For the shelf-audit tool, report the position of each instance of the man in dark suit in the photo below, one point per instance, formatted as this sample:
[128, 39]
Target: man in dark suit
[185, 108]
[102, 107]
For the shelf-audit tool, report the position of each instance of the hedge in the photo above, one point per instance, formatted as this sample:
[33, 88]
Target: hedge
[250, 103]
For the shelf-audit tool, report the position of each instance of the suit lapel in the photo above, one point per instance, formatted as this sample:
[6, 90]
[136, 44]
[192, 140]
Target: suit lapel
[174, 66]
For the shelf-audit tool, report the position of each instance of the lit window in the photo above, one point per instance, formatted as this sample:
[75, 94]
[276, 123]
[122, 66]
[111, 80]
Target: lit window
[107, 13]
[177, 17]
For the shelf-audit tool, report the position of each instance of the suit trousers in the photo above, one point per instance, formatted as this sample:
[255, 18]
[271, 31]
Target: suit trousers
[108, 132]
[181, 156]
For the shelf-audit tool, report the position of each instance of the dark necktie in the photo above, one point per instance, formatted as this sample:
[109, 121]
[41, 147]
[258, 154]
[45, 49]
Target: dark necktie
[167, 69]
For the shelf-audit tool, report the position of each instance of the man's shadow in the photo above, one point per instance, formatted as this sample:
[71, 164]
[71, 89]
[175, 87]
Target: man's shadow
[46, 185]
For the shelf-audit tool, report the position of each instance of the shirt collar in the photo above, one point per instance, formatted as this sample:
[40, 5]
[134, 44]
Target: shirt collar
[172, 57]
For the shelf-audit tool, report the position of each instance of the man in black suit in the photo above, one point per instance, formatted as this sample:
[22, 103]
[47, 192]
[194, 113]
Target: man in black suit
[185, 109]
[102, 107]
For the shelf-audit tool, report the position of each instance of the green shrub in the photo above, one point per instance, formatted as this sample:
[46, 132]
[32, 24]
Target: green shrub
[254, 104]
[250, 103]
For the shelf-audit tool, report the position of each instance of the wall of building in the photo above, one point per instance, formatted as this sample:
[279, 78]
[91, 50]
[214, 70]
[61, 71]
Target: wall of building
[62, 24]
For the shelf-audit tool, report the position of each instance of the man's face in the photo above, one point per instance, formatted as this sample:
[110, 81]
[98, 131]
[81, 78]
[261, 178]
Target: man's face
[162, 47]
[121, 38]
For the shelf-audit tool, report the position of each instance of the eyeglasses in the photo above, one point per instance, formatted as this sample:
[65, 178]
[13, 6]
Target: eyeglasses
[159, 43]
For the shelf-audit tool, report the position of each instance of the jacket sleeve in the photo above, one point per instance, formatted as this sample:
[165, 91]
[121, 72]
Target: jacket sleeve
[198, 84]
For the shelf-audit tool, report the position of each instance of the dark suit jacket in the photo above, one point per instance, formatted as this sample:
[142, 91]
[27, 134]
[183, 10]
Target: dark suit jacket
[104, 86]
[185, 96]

___

* INSTRUCTIONS TO FOLLOW *
Copy each record from above without leaving any out.

* SOLUTION TO THIS PROBLEM *
For the shelf-audit tool, report the position of each instance of the man in dark suit in the photo below, one point per instance, formatted as this sample:
[128, 39]
Target: man in dark suit
[185, 108]
[102, 107]
For the shelf-audit tool, report the position of each instance of the hedge in the photo above, one point per instance, formatted as this sample:
[33, 88]
Target: hedge
[250, 103]
For the shelf-audit tool, report the position of each instance of the suit lapel in the photo above, one point per instance, formatted as this sample:
[6, 90]
[136, 44]
[192, 140]
Target: suit lapel
[174, 66]
For the shelf-audit tool, report the position of each instance of the lit window in the photo above, one point per instance, formatted as this sample:
[75, 94]
[276, 123]
[122, 66]
[111, 80]
Target: lit window
[107, 13]
[177, 17]
For the shelf-audit tool, report the position of each instance of the suit trousers in the photo above, one point per instance, formatted as this sample:
[255, 18]
[271, 31]
Target: suit trousers
[108, 132]
[181, 156]
For the shelf-audit tool, report the position of each instance of the dark necktie in the photo above, one point per instance, formatted as this sample:
[109, 121]
[41, 147]
[258, 154]
[45, 49]
Target: dark necktie
[167, 69]
For the shelf-audit tool, report the position of each instance of the man's shadow in the photo above, one point per instance, formatted as this sample:
[71, 164]
[71, 89]
[175, 87]
Target: man's shadow
[46, 185]
For the shelf-audit tool, report the position of each instance of the shirt collar in the photo above, one point per instance, formatted as this sample:
[40, 5]
[134, 44]
Target: shirt collar
[172, 57]
For the shelf-audit tool, report the position of each instance of the man in black suit in the photo above, one point per instance, formatted as this sample:
[22, 103]
[47, 192]
[194, 113]
Target: man in black suit
[185, 109]
[102, 107]
For the shelf-audit tool, report the position of each instance of the green shrub in the photo above, one point per instance, formatted as this sample:
[46, 132]
[32, 24]
Target: green shrub
[254, 104]
[250, 103]
For the shelf-audit tool, report the position of each instance of the wall of building in the photo above, one point per instance, formatted as this sample:
[279, 78]
[91, 50]
[214, 70]
[61, 71]
Target: wall of building
[62, 24]
For the shelf-audit tool, report the position of each instance of the man's face in the photo above, one point per instance, formatted as this sample:
[110, 81]
[98, 131]
[81, 78]
[261, 178]
Target: man's face
[162, 47]
[121, 38]
For the shelf-audit tool, report the position of each instance of the eyeglasses in the photo above, one point per instance, formatted as this sample:
[65, 178]
[13, 6]
Target: eyeglasses
[159, 43]
For the shelf-audit tool, report the position of each instance of the jacket sleeve in the photo above, one point per instance, formatted as this sample:
[165, 91]
[121, 72]
Target: jacket sleeve
[198, 84]
For the shelf-audit tool, report the position of each instance of the dark suit jacket in the photo above, one point per instance, formatted as this sample:
[142, 91]
[27, 134]
[183, 10]
Target: dark suit jacket
[104, 86]
[185, 96]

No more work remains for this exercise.